Exercise task
Retype every one of the rows below without changing a single character.

Collection entries
════════════════════

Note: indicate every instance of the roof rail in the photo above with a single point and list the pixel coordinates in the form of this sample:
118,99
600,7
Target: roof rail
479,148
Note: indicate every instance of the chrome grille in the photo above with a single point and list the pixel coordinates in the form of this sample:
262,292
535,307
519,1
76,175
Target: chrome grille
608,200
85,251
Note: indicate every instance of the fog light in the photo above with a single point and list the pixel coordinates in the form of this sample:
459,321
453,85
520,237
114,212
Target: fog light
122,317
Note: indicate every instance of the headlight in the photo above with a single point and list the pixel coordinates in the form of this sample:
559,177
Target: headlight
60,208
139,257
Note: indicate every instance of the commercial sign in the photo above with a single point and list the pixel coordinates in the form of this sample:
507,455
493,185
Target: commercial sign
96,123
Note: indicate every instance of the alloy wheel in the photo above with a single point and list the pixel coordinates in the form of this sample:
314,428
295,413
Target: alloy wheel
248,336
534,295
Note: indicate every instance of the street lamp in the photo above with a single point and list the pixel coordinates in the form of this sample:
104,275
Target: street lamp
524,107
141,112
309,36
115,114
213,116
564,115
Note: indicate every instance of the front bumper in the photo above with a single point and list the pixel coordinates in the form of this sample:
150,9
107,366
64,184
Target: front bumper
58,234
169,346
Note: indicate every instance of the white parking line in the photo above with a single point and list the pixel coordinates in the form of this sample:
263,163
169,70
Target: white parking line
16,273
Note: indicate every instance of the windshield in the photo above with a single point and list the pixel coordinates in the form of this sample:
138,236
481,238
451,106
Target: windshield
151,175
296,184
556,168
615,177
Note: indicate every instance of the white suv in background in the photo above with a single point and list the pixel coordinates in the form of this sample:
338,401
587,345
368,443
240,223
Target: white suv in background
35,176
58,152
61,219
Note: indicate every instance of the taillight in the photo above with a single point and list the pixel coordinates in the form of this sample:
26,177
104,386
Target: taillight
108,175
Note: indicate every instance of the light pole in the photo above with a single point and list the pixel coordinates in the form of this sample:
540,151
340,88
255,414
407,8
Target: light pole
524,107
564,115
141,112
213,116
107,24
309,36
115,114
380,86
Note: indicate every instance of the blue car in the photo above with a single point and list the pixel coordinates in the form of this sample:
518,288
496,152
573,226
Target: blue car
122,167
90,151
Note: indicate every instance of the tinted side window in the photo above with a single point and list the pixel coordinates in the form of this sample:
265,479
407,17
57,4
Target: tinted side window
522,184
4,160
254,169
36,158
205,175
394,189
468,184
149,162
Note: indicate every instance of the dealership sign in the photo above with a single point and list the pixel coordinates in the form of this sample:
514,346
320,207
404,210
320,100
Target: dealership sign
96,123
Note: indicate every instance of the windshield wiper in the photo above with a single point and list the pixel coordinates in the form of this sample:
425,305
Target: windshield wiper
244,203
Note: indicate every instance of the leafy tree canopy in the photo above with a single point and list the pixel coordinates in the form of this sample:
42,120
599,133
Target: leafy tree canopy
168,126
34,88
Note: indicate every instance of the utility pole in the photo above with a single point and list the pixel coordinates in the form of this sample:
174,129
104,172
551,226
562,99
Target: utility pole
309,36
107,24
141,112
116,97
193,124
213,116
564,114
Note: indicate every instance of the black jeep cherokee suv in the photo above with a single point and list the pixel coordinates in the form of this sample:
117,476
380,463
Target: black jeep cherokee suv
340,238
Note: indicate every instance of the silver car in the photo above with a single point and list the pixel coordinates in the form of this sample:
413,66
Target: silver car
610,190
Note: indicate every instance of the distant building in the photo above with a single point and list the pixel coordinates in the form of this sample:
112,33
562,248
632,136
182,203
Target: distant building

════════════════════

Exercise response
Note: indicate every instance of the roof rail in the photo above with a single point and list the pixel coordinates in the form of this sample:
118,99
600,7
Target: roof rail
479,148
Note: indicate every instance of the chrome grille in the photo above with a single point and list the pixel coordinates in the form of this sample:
262,292
535,307
519,1
76,175
Target: chrome grille
608,200
85,251
Note: indicate every instance of the fog light in the photo above with a single point and list the pixel coordinates in the form of this sample:
459,321
453,85
520,237
114,212
Target: fog light
122,317
Note: indicate every instance of the headlight in the photo above with a single point and list the pixel coordinates in the form of this sample:
559,177
Target: headlight
60,208
139,257
Note: indicate every instance of the commercial sign in the photo above with a single point and list the pixel coordinates in the form of this sample:
507,455
493,185
Target: commercial sign
96,123
Note: indicate every instance of the alloy wheel in the photo above with a single point and list the pixel coordinates in the form of this sample:
314,428
295,413
Target: alloy wheel
248,336
534,295
Note: indicate every instance of the street lamp in the photo above with a single point and list the pixel coordinates in the form of this sample:
104,275
Target: street lamp
524,107
141,112
309,36
115,114
213,116
564,115
Note: indicate every instance of the front bumper in the photo above with a single point and list the pixel coordinates in the form of this sample:
150,9
107,366
64,184
Target: front bumper
58,234
169,346
Note: indicate every instance of the white parking line in the photo above with a single point and list the pixel coordinates in the form of this sample:
263,163
169,70
Target: white parking line
16,273
Note: indicate every instance of the windshield in the photo above with a single point and list the pixel coordinates in the form of this sample:
138,236
481,238
451,106
Target: windshield
151,175
296,184
556,168
615,177
Note: indicate every instance of the white suv in background in the photo above with a single point and list the pixel coordinates in the form of this sample:
338,401
587,345
368,443
240,223
Target: white suv in background
35,176
58,152
61,219
Note: indicate every instance of the taillight in the photo above with a single point and list the pixel coordinates in the form of this sample:
26,177
104,386
Target: taillight
108,175
Note: indicate every instance of the light pole in the photo above with a single point and list the pixel coordinates in the form of this sample:
540,151
340,88
255,414
407,8
Target: light pole
524,107
564,115
141,112
213,116
107,24
309,36
115,114
380,86
Note: indicate every instance of the blue car in the photo above with a single point and list the pixel coordinates in the form of this sample:
518,288
496,152
573,226
Target: blue car
122,167
90,151
Note: indicate every instance of the tinted side window in the photo above with a single point and list the pixel coordinates in the form of this sample:
265,479
407,17
57,4
Target: tinted side window
522,184
4,160
254,169
36,158
205,175
394,189
468,184
149,162
Note: indicate every instance of the dealership sign in the photo above with a single point and list the pixel coordinates in the form of this sample:
514,346
320,207
404,210
320,100
Target: dealership sign
96,123
Note: indicate every instance of the windshield wiper in the photo above with a single point and list the pixel coordinates in the form of this sample:
425,305
Target: windshield wiper
244,203
Note: indicate every instance of the leafy tree canopy in the photo above with a single point and list the pixel coordinates in the form of this sample:
42,120
599,133
Target: leafy tree canopy
168,126
34,88
Note: indicate every instance of the utility pole in the photo above with a single point and list the pixel coordinates in the form of this sample:
174,129
104,172
551,226
562,99
Target: utility pole
309,36
107,24
141,112
116,97
193,124
213,116
564,114
Note: indicate every instance of the black jeep cherokee suv in the photo above with a single point and list the pixel coordinates in the form of this sample:
117,476
380,463
Target: black jeep cherokee suv
340,238
Note: indicate every instance of the silver car in the photo above with a single point and list the pixel coordinates in the form of this sample:
413,66
Target: silver car
610,190
Note: indicate every instance of the distant building in the photo above with a single point and list the pixel coordinates in the form of this sample:
112,33
562,248
632,136
182,203
Target: distant building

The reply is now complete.